[begin GIVEN PASSAGE]

Data and Result Paths

Data and figures are organized in separate folders:

  • data_path — Input directory containing method results (COPF, ProteoForge)
  • output_path — Output directory for aggregated performance data
  • figure_path — Directory for generated plots and figures
notebook_name = "02-GroupingBenchmark"
data_path = "./data/results/"
output_path = f"./data/results/"
figure_path = f"./figures/{notebook_name}/"

# Create the output folder if it does not exist
if not os.path.exists(output_path):
    os.makedirs(output_path)

# Create figure folder structure, if needed
if save_to_folder:
    for i in figure_formats:
        cur_folder = figure_path + i + "/"
        if not os.path.exists(cur_folder):
            os.makedirs(cur_folder)

[end GIVEN PASSAGE]

### CHALLENGE 1
In the data and result paths section, what does the bullet list say output_path is for?
### CHALLENGE 2
Translate this sentence from the data and result paths section into Spanish: "Data and figures are organized in separate folders:"
### CHALLENGE 3
Carry on with the data and result paths code from its last line.

[begin GIVEN ENTRIES]

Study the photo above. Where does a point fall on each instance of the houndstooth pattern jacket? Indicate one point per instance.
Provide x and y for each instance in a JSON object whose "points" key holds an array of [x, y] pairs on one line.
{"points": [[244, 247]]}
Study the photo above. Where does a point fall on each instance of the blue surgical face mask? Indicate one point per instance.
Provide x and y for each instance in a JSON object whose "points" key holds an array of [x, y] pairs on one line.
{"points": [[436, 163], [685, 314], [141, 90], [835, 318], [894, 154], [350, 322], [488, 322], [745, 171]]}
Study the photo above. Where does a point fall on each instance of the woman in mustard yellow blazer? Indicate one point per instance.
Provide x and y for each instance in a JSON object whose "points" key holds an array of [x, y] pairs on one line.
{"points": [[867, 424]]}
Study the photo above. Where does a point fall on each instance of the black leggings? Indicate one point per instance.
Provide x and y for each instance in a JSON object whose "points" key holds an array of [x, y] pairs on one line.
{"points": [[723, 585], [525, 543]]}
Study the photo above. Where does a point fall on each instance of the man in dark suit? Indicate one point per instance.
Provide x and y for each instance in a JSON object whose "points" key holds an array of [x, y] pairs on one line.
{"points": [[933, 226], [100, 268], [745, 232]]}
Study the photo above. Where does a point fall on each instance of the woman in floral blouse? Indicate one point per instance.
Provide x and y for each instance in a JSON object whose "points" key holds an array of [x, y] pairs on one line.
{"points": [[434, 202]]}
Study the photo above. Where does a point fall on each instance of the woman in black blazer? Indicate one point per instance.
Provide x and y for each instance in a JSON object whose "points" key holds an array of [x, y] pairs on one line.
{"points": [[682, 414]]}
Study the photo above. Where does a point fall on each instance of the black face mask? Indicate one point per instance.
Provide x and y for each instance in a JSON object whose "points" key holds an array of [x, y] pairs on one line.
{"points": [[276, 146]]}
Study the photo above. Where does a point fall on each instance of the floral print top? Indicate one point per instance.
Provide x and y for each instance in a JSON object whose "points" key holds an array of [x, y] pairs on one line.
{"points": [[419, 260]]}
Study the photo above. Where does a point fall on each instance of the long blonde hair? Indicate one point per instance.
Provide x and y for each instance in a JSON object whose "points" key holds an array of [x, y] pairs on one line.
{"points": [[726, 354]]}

[end GIVEN ENTRIES]

### EXERCISE OUTPUT 1
It is the output directory for aggregated performance data.

### EXERCISE OUTPUT 2
Los datos y las figuras están organizados en carpetas separadas:

### EXERCISE OUTPUT 3
Analysis Parameters

Key parameters for the evaluation framework:

  • seed = 42 — Random seed for reproducibility
  • pthr = 1e-3 — P-value threshold highlighted on ROC and PR curves (conventional cutoff)
  • thresholds — Range of p-value thresholds from 1 to 1e-15 for calculating performance metrics
  • update_proteoform_grouping_in_COPF — Custom function to build proteoform groups from COPF results per threshold (COPF returns proteoform groups for a single threshold only)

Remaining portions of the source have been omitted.